## WHAT NEEDS TO BE DONE
List every line of the data below that contains the word "fireplace", copying each one in full. Case counts.

* * * * * * *

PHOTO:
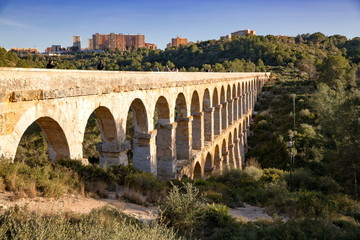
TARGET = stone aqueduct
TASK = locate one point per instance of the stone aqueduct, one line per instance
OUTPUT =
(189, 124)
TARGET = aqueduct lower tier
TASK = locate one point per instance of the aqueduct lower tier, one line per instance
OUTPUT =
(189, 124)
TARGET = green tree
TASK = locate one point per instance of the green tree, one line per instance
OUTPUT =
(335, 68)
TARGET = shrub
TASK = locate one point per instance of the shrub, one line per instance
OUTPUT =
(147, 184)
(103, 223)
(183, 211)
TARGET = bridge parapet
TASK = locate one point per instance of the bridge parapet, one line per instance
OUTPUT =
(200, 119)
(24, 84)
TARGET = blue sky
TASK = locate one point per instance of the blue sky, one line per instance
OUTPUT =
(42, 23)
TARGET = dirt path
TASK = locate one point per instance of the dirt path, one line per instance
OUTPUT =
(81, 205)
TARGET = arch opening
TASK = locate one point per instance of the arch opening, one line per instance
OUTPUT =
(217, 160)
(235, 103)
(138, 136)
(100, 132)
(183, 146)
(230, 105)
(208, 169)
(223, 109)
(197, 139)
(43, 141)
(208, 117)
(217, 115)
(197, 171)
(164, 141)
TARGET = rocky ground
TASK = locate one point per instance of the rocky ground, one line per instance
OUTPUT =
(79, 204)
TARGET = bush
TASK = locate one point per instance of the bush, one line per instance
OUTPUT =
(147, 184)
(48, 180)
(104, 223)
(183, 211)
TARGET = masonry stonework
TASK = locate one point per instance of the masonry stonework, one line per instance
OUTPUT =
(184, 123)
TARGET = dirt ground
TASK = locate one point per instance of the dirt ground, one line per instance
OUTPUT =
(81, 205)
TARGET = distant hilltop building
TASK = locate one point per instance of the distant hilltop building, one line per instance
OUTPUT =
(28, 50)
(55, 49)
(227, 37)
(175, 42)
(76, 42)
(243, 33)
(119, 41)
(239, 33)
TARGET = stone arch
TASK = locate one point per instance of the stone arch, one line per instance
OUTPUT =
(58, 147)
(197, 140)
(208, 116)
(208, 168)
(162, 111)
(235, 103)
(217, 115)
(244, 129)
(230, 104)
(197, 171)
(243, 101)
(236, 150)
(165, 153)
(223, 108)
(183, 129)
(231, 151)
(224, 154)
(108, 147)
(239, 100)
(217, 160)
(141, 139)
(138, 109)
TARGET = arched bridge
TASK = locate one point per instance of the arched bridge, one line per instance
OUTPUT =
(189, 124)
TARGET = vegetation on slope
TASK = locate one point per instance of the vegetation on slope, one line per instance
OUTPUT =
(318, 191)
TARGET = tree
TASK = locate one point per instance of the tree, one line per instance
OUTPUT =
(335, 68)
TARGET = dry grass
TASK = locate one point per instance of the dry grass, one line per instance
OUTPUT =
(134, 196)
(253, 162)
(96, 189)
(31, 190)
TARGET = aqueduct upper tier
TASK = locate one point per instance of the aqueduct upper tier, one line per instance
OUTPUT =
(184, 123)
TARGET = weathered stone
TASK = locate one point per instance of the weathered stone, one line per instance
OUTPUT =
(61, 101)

* * * * * * *

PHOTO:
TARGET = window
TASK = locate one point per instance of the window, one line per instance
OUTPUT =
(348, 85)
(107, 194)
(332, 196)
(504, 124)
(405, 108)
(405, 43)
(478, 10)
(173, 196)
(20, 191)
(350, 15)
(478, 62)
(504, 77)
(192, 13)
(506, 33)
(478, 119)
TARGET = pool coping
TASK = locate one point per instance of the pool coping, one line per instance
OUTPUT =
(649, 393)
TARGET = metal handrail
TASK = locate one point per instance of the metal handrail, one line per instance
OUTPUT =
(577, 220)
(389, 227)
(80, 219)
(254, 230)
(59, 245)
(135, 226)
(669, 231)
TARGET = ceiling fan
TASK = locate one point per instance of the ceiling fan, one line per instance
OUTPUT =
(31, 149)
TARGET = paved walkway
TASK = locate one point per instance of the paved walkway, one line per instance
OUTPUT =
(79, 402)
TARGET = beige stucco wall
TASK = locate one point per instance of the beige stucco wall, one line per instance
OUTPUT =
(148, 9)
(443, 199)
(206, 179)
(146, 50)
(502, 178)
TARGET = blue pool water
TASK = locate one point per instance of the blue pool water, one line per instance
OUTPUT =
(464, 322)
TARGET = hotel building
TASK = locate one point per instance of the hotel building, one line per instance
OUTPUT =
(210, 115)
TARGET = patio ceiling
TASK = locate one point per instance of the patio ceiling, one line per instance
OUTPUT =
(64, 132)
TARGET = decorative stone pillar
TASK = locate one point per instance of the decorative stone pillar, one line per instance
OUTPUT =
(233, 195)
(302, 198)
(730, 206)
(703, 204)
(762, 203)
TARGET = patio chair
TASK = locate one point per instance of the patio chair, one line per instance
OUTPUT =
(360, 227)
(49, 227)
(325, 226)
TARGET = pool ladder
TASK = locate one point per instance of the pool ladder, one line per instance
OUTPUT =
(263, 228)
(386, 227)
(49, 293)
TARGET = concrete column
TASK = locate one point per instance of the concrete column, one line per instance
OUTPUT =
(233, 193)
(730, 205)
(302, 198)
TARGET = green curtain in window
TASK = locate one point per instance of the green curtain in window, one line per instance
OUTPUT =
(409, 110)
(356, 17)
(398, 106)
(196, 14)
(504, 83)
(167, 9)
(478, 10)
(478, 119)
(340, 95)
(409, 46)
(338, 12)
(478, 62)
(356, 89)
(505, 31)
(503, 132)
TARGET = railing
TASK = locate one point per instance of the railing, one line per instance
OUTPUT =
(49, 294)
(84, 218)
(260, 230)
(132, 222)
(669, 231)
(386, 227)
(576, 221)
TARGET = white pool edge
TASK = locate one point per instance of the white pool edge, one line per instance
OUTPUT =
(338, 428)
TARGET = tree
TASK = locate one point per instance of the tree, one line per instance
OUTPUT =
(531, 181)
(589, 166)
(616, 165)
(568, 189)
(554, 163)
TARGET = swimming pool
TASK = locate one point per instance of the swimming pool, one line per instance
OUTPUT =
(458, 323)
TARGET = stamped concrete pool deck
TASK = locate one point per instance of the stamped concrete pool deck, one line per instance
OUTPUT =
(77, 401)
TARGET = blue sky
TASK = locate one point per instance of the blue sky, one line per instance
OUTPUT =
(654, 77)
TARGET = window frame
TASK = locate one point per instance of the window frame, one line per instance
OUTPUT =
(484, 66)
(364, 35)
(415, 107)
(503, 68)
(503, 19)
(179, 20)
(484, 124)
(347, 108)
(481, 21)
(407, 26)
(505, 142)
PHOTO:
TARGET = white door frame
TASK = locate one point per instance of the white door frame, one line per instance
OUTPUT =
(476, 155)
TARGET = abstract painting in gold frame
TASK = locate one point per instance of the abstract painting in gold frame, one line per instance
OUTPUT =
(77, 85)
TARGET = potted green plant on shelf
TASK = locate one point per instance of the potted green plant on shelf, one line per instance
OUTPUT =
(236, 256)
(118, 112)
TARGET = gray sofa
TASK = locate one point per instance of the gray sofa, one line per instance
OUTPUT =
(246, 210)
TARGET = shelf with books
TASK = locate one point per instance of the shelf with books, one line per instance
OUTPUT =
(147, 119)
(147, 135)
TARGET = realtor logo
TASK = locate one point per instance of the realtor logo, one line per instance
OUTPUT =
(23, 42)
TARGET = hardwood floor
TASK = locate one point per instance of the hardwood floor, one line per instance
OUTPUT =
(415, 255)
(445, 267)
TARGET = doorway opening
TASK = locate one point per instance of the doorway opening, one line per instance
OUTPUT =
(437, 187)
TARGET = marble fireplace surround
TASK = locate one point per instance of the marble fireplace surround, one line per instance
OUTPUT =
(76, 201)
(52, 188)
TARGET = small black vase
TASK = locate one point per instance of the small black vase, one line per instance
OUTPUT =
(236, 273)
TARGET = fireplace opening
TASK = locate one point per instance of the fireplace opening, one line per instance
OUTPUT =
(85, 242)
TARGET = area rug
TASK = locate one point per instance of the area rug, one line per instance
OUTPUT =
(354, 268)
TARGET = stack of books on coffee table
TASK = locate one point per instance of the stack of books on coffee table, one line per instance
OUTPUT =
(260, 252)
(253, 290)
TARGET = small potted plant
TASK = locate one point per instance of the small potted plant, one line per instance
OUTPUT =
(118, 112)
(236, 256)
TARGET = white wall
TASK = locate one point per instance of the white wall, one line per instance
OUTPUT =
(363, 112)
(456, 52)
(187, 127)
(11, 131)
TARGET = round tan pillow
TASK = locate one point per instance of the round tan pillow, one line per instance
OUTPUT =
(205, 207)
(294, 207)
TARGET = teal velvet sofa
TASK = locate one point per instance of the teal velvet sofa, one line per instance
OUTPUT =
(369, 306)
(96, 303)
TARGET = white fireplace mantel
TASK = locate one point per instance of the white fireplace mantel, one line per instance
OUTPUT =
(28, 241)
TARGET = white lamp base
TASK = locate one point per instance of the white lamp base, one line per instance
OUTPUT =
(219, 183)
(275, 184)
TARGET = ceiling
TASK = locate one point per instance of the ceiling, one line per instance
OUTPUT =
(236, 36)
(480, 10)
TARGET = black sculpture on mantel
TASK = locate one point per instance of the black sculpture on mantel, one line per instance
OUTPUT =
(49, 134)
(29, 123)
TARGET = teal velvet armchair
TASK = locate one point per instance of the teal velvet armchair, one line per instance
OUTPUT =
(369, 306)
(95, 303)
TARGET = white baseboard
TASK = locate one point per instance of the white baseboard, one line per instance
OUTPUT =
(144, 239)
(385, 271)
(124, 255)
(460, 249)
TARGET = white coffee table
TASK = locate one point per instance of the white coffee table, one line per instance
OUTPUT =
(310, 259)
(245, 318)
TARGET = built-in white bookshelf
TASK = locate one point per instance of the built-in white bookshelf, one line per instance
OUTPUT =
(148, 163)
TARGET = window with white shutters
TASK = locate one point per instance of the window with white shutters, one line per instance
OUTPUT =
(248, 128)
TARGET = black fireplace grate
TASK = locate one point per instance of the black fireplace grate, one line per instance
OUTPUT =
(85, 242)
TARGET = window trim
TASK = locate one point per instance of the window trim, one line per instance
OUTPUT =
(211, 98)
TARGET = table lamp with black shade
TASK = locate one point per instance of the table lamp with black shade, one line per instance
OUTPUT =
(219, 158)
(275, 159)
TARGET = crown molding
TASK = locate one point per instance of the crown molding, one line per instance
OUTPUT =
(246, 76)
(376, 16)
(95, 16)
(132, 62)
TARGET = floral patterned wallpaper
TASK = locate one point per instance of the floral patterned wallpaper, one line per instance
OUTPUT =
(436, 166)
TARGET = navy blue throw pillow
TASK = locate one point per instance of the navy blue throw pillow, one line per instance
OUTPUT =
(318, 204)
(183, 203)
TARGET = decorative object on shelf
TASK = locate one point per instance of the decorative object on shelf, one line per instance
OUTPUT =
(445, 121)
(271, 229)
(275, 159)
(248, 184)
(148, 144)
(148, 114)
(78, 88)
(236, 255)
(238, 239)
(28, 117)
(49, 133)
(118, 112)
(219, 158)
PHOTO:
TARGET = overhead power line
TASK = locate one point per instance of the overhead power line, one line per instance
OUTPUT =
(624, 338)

* * * * * * *

## ANSWER FOR THIS EXERCISE
TARGET = marble fireplace surround
TASK = locate one point per instance of the marble fireplace surround, one line per instance
TARGET = fireplace opening
TASK = locate one point per instance of the fireplace opening, one line per instance
TARGET = white fireplace mantel
TASK = locate one point per instance of the white fireplace mantel, one line per instance
TARGET = black fireplace grate
TASK = locate one point per instance of the black fireplace grate, one line per instance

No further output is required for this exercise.